(Goal of the exercise): Extract the full set of records that follows, word for word.
··········
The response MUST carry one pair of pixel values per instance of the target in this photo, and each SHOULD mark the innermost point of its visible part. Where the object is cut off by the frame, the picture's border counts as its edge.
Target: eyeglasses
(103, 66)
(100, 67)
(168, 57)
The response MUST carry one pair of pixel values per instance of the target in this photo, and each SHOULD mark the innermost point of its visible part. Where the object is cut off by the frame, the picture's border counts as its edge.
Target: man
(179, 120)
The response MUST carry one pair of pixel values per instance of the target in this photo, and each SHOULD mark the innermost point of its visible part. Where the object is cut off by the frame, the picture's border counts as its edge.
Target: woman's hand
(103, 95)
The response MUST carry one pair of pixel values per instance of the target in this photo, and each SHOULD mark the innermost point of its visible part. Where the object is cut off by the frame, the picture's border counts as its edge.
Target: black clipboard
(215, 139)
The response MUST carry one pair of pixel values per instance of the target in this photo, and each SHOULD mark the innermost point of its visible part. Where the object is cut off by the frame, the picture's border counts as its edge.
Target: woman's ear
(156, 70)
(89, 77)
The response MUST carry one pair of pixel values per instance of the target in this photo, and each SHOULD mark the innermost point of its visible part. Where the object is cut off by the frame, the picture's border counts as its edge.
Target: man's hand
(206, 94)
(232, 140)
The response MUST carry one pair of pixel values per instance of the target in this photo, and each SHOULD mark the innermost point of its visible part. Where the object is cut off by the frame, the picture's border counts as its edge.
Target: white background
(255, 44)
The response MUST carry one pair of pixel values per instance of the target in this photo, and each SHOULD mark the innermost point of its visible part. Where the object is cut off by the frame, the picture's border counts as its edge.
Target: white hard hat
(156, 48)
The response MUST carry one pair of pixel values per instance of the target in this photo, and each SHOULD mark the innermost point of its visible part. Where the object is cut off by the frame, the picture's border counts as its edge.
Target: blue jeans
··········
(Exercise answer):
The response MUST carry one pair of pixel values per instance of the target in this photo, and each SHOULD mark the innermost point of its visible part. Where the object is cut off by the frame, the picture's border counts as its edge.
Target: eyeglasses
(103, 66)
(100, 67)
(168, 57)
The response MUST carry one pair of pixel values per instance of the target in this photo, and each SHOULD mark the innermost point of its visible part. Where the object is cut off by the frame, the picture's border counts as its edge.
Target: man
(179, 120)
The response MUST carry one pair of pixel values per instance of the target in this photo, and each SHOULD mark the innermost point of its visible part. Where the object is cut off by the frame, the picture's border counts as its edge.
Target: woman's hand
(103, 95)
The response MUST carry one pair of pixel values per instance of the target in this photo, and each SHOULD mark the innermost point of its visible part. Where the object is cut off by the frame, the picture's border counts as its edge.
Target: black clipboard
(215, 139)
The response MUST carry one pair of pixel values per instance of the target in this photo, and each SHOULD mark the innermost point of its visible part. Where the object is cut off by the frame, the picture's border counts as its edge.
Target: woman's ear
(156, 70)
(89, 77)
The response MUST carry one pair of pixel values per instance of the target in this photo, and each SHOULD mark the innermost point of its visible part. Where the object is cut off by the frame, the picture's border counts as its edge.
Target: man's hand
(206, 94)
(232, 140)
The response MUST carry one pair of pixel values per instance of the target in this photo, and each SHOULD mark the innermost point of its visible part. Where the object is cut off by the frame, the picture's border counts as its edge.
Target: white background
(255, 44)
The response MUST carry one pair of pixel values per instance of the target in this photo, and each SHOULD mark the innermost point of its visible part. Where the object is cut off by the frame, the picture's border counts as its edge.
Target: white hard hat
(156, 48)
The response MUST carry one pair of pixel values per instance of the target in this photo, and each SHOULD mark the innermost point of its visible part. Where the object is cut off by the frame, the picture's border counts as its edge.
Target: blue jeans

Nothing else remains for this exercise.